Excerpts from a dataset:
===

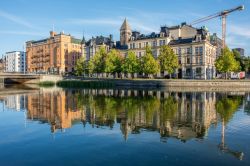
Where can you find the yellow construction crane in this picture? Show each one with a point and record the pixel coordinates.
(223, 14)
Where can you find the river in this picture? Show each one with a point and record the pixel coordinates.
(54, 126)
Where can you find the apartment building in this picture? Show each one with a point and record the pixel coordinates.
(15, 61)
(193, 47)
(56, 55)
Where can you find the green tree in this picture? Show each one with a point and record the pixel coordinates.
(80, 66)
(131, 64)
(226, 62)
(113, 62)
(148, 64)
(168, 60)
(239, 59)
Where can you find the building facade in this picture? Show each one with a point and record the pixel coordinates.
(92, 46)
(241, 51)
(195, 51)
(1, 65)
(57, 54)
(15, 61)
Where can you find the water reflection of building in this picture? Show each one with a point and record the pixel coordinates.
(15, 102)
(195, 113)
(179, 115)
(58, 108)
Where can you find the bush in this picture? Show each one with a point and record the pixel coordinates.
(47, 84)
(85, 84)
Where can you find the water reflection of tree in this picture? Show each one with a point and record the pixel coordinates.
(169, 107)
(226, 107)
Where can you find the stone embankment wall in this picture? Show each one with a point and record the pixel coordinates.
(185, 83)
(53, 78)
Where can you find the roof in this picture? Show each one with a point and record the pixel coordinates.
(99, 40)
(75, 41)
(181, 41)
(125, 25)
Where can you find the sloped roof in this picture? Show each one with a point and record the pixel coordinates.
(125, 25)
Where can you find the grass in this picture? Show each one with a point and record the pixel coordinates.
(47, 84)
(85, 84)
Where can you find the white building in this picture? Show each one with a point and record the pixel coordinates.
(15, 61)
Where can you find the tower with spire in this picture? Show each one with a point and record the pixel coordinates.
(125, 33)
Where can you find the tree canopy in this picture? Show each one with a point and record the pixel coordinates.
(80, 66)
(97, 62)
(131, 63)
(148, 64)
(227, 62)
(113, 62)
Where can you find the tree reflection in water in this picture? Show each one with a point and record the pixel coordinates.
(179, 115)
(226, 106)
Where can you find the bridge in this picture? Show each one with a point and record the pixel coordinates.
(19, 78)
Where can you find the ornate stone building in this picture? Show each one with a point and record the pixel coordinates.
(92, 46)
(1, 65)
(56, 54)
(193, 47)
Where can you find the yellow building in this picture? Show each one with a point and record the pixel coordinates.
(56, 54)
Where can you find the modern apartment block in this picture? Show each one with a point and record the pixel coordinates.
(57, 54)
(15, 61)
(193, 47)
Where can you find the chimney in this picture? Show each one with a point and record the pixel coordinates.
(52, 33)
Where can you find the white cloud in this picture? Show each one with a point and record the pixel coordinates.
(99, 21)
(22, 33)
(16, 19)
(240, 30)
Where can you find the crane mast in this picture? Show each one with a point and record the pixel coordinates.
(223, 14)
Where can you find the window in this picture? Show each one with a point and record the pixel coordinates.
(179, 61)
(154, 44)
(196, 50)
(201, 50)
(198, 71)
(139, 54)
(179, 51)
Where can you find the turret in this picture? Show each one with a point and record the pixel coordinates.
(125, 33)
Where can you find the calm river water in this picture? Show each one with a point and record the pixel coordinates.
(123, 127)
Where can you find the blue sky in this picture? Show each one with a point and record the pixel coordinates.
(23, 20)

===

WHAT IS EXPECTED: Once the pictures are removed, print all the remaining data exactly as it stands.

COMPLETED TASK:
Where can you find the yellow construction crane in this picture? Show each one with a point and record the pixel coordinates.
(223, 14)
Where can you find the river in this picture? Show each one with a point and record the pixel coordinates.
(54, 126)
Where can you find the apartment building in this picture? Show each one with a point and record the pixel coordinates.
(15, 61)
(193, 47)
(56, 55)
Where can you find the green tree in this picture? Show each one with a point and record the pixel coordinates.
(80, 66)
(131, 64)
(226, 62)
(113, 62)
(148, 64)
(168, 60)
(239, 59)
Where can you find the building facade in this picture? Show each one with a point and record the pixel coordinates.
(92, 46)
(241, 51)
(195, 51)
(1, 65)
(57, 54)
(15, 61)
Where can you find the water reflection of building in this picture? Show each one with a point and record the pixel coordinates.
(15, 102)
(195, 113)
(179, 115)
(58, 108)
Where can you find the bush in this picture? Show each one with a point and record the pixel coordinates.
(47, 84)
(85, 84)
Where can you find the water reflection of tree in this picture? Show each one with a point and record the pixel coordinates.
(169, 107)
(226, 107)
Where can you find the stone embankment wall in this picture? Show each one with a point and record the pixel coordinates.
(185, 83)
(53, 78)
Where can you find the roof in this picture? Show each one with a point and record the pixel coordinates.
(99, 40)
(75, 41)
(181, 41)
(125, 25)
Where can you find the sloped roof in this picture? Show each one with a point and record the pixel coordinates.
(125, 25)
Where can you find the grass in this picture? Show each one with a point and record the pixel coordinates.
(47, 84)
(85, 84)
Where can you find the white building in this picture? Show each one with a point and record the pixel coordinates.
(15, 61)
Where can you find the tower with spire in this picture? Show each one with a point and record the pixel coordinates.
(125, 33)
Where can you find the tree canopy in this picture? Show each one with a point and record the pixel coordinates.
(80, 66)
(97, 62)
(131, 63)
(148, 64)
(227, 62)
(113, 62)
Where can you find the tree reflection in water in this picture? Show each one with a point and record the pixel coordinates.
(179, 115)
(226, 106)
Where can you find the bridge in this picture? Show each one with a point and record the pixel coordinates.
(19, 78)
Where can you find the ornate stone building in this picture? Show each one with a point and record the pixel coordinates.
(92, 46)
(1, 65)
(56, 54)
(193, 47)
Where can you find the yellow building in this picture? Show each one with a point and record the pixel coordinates.
(56, 54)
Where can you find the modern apartment block in this picture? Show each one with a point and record the pixel coordinates.
(57, 54)
(15, 61)
(193, 47)
Where can you find the chimney in this picture? Show each one with a point and record the pixel coordinates.
(52, 33)
Where can you find the white cloud in this picture? Show each one with a point and record the pixel coordinates.
(99, 21)
(22, 33)
(16, 19)
(240, 30)
Where can you find the crane mast in this picture? Show each one with a point and record the pixel coordinates.
(223, 14)
Where can you find the window in this picture? Show each one with a point and record the pixel coordinates.
(179, 61)
(154, 44)
(196, 50)
(201, 50)
(198, 71)
(139, 54)
(179, 51)
Where can you find the turret in this picture? Show each one with a point and record the pixel coordinates.
(125, 33)
Where can you find the calm river water in this picture? Show each one with a point and record the pixel coordinates.
(123, 127)
Where can you find the blue sky in this picture? Show each one with a point and record the pixel coordinates.
(23, 20)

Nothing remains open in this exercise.